Passage for review.
—————
In the study, responders exhibited significantly greater loss of deleterious bacterial species compared to non-responders, with frequent depletion of Enterocloster citroniae, Enterocloster lavalensis, and Clostridium innocuum. “We observed that the loss of these harmful taxa led to the remodeling of immune cells, cytokine profiles, and systemic metabolic pathways, potentially enhancing the anti-tumor response,” said Elkrief.
To test whether the loss of harmful bacteria was driving patient responses, the researchers turned to mice. They first treated the animals with antibiotics to clear their native gut bacteria, then transplanted them with stool from patients who had responded well to FMT in the clinical trial. These mice showed enhanced responses to checkpoint inhibitors, mirroring the clinical results. Next, the team reintroduced specific deleterious bacteria that had been lost after FMT, and the therapeutic benefit diminished, confirming that removing these microbes was key.
Treatment across cancer types
The promise of microbiome modulation isn’t limited to melanoma and lung cancer. In a similar study published in Nature Medicine, researchers conducted the Phase 2 TACITO trial in patients with metastatic renal cell carcinoma, combining FMT with the immunotherapy agent pembrolizumab plus the targeted therapy axitinib.
Although this trial focused on a different cancer type and treatment regimen, early analyses of microbiome changes revealed outcomes similar to those seen in the FMT-LUMINate study — patients who received donor FMT showed significant shifts in gut microbial diversity and composition after treatment, and a greater loss of baseline species was associated with longer progression-free survival. These findings lend further support to the idea that alterations in the gut ecosystem may play a critical role across multiple cancer types and therapeutic combinations.
The potential implications are enormous. Beyond FMT, precision microbiome interventions could be tailored to individual patients, using computational models to predict which bacteria must be suppressed or encouraged for optimal immune responses. Such approaches could complement existing cancer therapies, transforming microbiome modulation from an experimental concept into a standard-of-care co-therapy.
However, translating these findings into widespread clinical practice is not without challenges. Administering FMT to a small group of patients is manageable, but scaling to larger trials — or routine use in hundreds or thousands of patients — introduces logistical and regulatory hurdles. Elkrief is now leading a larger randomized trial with 128 melanoma patients, known as the Canbiome2 trial, which aims to confirm and expand on the promising Phase 2 findings. While the early experience shows few logistical or safety challenges, the study is preparing to tackle the complexities of scaling microbiome therapies, including donor availability, and inter- and intra-donor variability.
A new era in oncology
The FMT-LUMINate and TACITO trial demonstrate that the microbiome is an active participant in shaping immune responses to tumors. By removing immunosuppressive bacteria and supporting beneficial microbial communities, researchers are discovering new ways to make immunotherapies more effective for patients who previously saw limited benefit.
With careful science, rigorous clinical trials, and innovative translational strategies, therapies like FMT could soon move from experimental interventions to routine tools in cancer care. Microbiome-based treatments could be combined with existing therapies, tailored to each patient’s unique microbial environment, and applied across a range of cancer types. Looking ahead, computational models and precision biotherapeutics may allow clinicians to design microbiome modifications that optimize immune responses, reduce side effects, and overcome treatment resistance — creating a new era of precision oncology guided by the microbiome.
—————
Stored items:
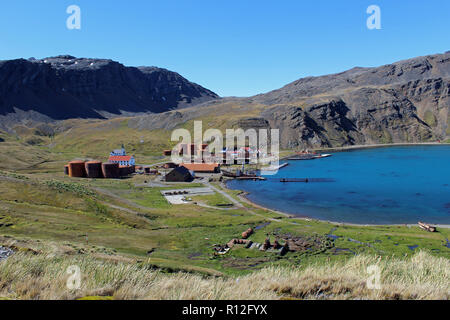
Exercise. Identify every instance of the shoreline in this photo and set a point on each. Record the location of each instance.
(243, 197)
(370, 146)
(381, 145)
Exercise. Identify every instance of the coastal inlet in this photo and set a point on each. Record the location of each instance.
(394, 185)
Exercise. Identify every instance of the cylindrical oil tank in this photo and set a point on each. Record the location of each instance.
(77, 169)
(110, 170)
(94, 169)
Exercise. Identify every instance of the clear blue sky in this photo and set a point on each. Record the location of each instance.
(233, 47)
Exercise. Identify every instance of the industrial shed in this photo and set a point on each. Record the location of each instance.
(179, 174)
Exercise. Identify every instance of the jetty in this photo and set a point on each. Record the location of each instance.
(306, 180)
(274, 168)
(426, 227)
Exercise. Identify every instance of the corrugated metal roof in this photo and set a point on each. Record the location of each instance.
(119, 158)
(205, 167)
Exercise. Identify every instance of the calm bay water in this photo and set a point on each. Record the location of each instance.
(374, 186)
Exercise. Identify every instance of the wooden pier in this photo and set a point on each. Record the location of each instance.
(306, 180)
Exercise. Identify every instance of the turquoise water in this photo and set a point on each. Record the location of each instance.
(371, 186)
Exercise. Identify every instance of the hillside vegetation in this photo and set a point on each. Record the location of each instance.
(44, 276)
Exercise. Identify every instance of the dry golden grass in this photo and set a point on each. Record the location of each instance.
(44, 276)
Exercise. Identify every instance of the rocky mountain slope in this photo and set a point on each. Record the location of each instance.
(408, 101)
(66, 87)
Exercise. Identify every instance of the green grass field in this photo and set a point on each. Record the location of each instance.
(115, 219)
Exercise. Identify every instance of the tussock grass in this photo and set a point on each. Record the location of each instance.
(43, 276)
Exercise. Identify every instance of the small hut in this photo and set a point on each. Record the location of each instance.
(94, 169)
(110, 170)
(77, 169)
(179, 174)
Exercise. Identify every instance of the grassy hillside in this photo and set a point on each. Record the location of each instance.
(123, 226)
(42, 275)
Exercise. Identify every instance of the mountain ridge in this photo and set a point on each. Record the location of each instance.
(65, 87)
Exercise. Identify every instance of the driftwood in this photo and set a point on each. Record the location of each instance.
(426, 227)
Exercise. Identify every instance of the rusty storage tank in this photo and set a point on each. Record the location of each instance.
(124, 171)
(77, 169)
(247, 233)
(93, 169)
(110, 170)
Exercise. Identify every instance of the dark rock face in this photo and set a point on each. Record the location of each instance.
(66, 87)
(408, 101)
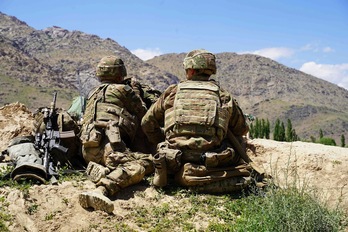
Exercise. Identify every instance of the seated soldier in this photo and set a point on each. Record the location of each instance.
(199, 119)
(110, 124)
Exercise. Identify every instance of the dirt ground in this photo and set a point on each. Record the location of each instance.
(305, 164)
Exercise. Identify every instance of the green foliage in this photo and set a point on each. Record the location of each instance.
(5, 217)
(321, 134)
(327, 141)
(276, 133)
(261, 129)
(343, 141)
(280, 210)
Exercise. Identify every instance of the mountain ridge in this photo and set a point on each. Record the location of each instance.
(56, 59)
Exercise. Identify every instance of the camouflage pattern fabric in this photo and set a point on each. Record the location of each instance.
(68, 130)
(196, 115)
(154, 120)
(113, 113)
(115, 103)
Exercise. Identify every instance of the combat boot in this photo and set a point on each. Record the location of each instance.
(160, 178)
(96, 171)
(97, 200)
(229, 185)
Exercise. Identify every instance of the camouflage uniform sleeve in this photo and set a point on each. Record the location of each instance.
(153, 121)
(237, 122)
(129, 99)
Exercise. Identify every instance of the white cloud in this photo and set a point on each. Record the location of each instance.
(146, 54)
(273, 53)
(327, 49)
(335, 73)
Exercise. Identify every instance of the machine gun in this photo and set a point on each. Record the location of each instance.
(48, 142)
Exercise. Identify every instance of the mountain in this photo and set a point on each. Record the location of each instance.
(34, 63)
(270, 90)
(49, 60)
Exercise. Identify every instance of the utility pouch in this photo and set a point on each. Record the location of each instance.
(91, 136)
(225, 158)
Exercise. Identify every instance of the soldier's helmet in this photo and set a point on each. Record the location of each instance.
(200, 59)
(111, 68)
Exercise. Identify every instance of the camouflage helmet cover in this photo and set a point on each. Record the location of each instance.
(200, 59)
(110, 66)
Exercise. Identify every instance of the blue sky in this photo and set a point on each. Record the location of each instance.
(309, 35)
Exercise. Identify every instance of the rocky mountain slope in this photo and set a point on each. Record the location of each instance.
(34, 63)
(270, 90)
(321, 169)
(50, 59)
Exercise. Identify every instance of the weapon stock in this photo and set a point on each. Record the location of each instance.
(50, 139)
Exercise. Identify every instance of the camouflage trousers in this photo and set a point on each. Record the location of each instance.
(123, 168)
(216, 171)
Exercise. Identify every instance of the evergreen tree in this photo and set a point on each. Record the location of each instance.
(289, 135)
(268, 130)
(276, 130)
(263, 128)
(256, 129)
(282, 132)
(321, 135)
(251, 130)
(343, 142)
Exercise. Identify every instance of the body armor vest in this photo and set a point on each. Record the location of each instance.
(101, 114)
(197, 111)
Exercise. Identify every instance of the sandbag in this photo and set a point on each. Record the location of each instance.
(28, 162)
(193, 174)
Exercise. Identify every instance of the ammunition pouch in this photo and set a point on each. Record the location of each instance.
(119, 116)
(173, 157)
(193, 174)
(91, 135)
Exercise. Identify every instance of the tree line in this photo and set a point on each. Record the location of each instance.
(261, 128)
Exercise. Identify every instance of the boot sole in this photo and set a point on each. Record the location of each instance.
(96, 201)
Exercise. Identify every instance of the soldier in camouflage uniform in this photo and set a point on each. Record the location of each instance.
(194, 119)
(112, 117)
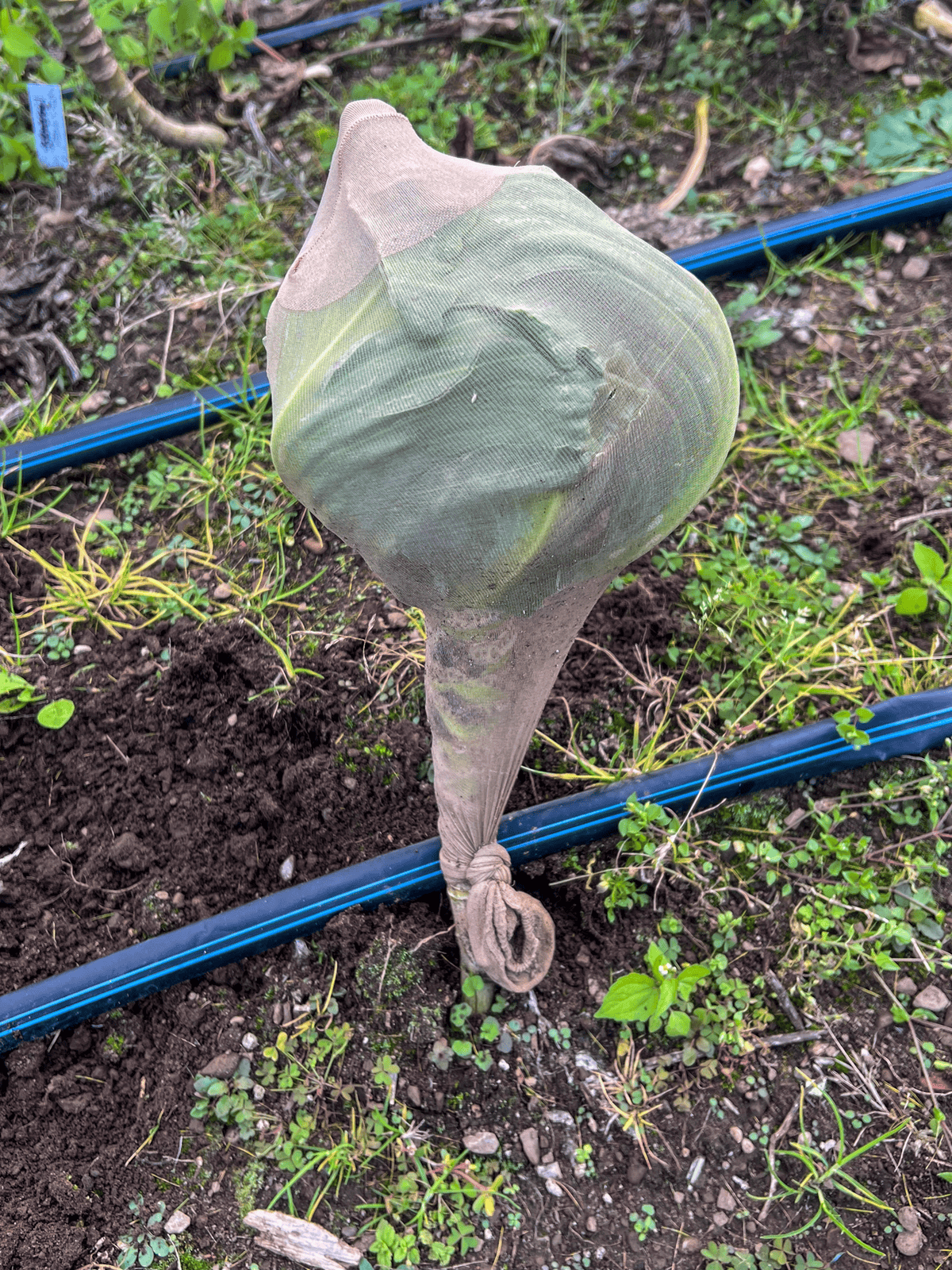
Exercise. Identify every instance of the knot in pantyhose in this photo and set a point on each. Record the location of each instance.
(512, 935)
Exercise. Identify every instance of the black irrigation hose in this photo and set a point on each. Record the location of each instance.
(292, 35)
(740, 251)
(899, 727)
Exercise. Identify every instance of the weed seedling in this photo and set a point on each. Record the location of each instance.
(145, 1242)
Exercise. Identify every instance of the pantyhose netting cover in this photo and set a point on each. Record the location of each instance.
(499, 398)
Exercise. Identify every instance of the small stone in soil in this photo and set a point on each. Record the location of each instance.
(482, 1143)
(931, 999)
(916, 268)
(725, 1200)
(222, 1067)
(911, 1242)
(530, 1145)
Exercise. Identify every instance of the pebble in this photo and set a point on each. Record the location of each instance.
(530, 1145)
(755, 171)
(725, 1200)
(911, 1242)
(482, 1143)
(558, 1117)
(222, 1067)
(931, 999)
(916, 268)
(828, 343)
(856, 444)
(92, 406)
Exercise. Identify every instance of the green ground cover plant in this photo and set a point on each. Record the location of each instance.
(781, 619)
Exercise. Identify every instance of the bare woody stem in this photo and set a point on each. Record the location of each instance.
(84, 41)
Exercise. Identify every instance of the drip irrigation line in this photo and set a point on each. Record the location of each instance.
(286, 36)
(738, 252)
(903, 725)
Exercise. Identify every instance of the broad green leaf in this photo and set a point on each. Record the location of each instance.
(56, 714)
(632, 997)
(19, 44)
(930, 563)
(912, 602)
(160, 22)
(678, 1024)
(666, 992)
(52, 71)
(221, 56)
(692, 975)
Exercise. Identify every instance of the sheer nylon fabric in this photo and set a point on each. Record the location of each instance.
(499, 398)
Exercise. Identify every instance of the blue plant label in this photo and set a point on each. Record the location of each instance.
(48, 125)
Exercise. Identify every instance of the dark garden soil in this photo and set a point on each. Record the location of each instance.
(192, 772)
(177, 791)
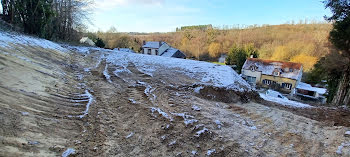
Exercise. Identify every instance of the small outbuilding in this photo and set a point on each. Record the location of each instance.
(306, 91)
(161, 49)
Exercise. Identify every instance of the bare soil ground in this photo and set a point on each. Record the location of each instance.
(43, 100)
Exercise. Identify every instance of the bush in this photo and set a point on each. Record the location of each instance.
(99, 43)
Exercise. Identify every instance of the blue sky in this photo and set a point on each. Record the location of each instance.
(166, 15)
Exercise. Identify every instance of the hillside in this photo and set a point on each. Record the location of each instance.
(62, 100)
(304, 43)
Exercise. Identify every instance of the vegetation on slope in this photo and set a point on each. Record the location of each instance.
(304, 43)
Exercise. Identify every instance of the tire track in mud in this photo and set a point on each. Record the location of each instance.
(137, 131)
(42, 126)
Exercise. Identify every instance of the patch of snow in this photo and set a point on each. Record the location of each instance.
(347, 133)
(162, 113)
(308, 87)
(106, 74)
(196, 108)
(87, 69)
(133, 101)
(33, 142)
(163, 137)
(130, 135)
(24, 113)
(198, 89)
(218, 123)
(188, 119)
(284, 102)
(152, 44)
(210, 151)
(339, 150)
(200, 132)
(69, 151)
(193, 152)
(207, 73)
(252, 127)
(172, 143)
(91, 98)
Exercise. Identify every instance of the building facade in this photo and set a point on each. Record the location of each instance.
(266, 73)
(161, 49)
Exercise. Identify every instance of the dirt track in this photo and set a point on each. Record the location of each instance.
(136, 114)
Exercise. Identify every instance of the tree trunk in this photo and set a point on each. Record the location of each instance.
(347, 98)
(340, 96)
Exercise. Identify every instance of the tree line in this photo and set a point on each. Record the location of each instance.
(304, 43)
(50, 19)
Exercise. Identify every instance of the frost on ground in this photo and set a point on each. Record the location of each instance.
(68, 152)
(284, 102)
(218, 75)
(7, 39)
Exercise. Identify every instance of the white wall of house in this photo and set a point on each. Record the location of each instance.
(299, 76)
(163, 48)
(153, 51)
(256, 74)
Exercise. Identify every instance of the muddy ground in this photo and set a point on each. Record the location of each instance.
(44, 99)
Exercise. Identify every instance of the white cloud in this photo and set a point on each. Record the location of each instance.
(109, 4)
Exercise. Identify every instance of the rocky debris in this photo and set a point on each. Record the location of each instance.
(196, 108)
(210, 152)
(24, 113)
(130, 135)
(339, 150)
(68, 152)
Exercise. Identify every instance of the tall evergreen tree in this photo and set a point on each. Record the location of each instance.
(340, 38)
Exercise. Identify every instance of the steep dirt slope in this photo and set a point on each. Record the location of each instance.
(39, 92)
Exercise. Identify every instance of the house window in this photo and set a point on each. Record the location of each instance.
(267, 82)
(251, 79)
(253, 68)
(287, 86)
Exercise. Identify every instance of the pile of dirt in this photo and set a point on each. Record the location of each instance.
(225, 95)
(330, 116)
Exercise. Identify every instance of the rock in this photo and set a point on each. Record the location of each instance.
(347, 134)
(68, 152)
(24, 113)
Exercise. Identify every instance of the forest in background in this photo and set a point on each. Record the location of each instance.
(304, 43)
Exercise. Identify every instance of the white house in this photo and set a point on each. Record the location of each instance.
(305, 90)
(87, 40)
(266, 73)
(161, 49)
(124, 50)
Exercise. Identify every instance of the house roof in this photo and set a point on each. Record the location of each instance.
(173, 52)
(124, 50)
(267, 67)
(169, 52)
(308, 87)
(152, 44)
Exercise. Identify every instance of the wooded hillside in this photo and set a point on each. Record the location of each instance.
—————
Work instruction 1. According to the article on the microbiome and cancer immunotherapy, how many melanoma patients are enrolled in the Canbiome2 trial?
Work instruction 2. Write out the article on the microbiome and cancer immunotherapy word for word from "To test whether" to "microbes was key.".

Result 1. 128

Result 2.
To test whether the loss of harmful bacteria was driving patient responses, the researchers turned to mice. They first treated the animals with antibiotics to clear their native gut bacteria, then transplanted them with stool from patients who had responded well to FMT in the clinical trial. These mice showed enhanced responses to checkpoint inhibitors, mirroring the clinical results. Next, the team reintroduced specific deleterious bacteria that had been lost after FMT, and the therapeutic benefit diminished, confirming that removing these microbes was key.